> What you are asked to do: Can you render every line of the entries below as a Markdown table with the columns Row and Text, one line per row, omitting blank lines and leaving out the pictures?
-.-.-
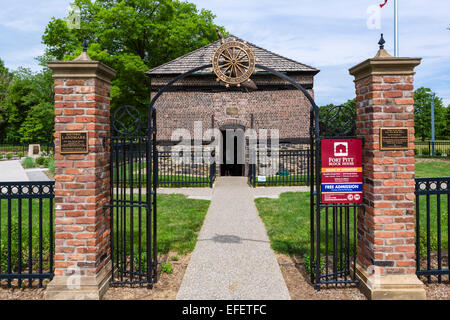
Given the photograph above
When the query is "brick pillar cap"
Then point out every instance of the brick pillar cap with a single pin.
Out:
(385, 64)
(82, 67)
-.-.-
> Full solution:
| Row | Text |
|---|---|
| 1 | Given the photograph above |
| 2 | When the query is "brick pillar cap" |
| 3 | Then point out every instance of the brick pillar cap with a single pin. |
| 4 | Out: |
| 5 | (385, 64) |
| 6 | (82, 67) |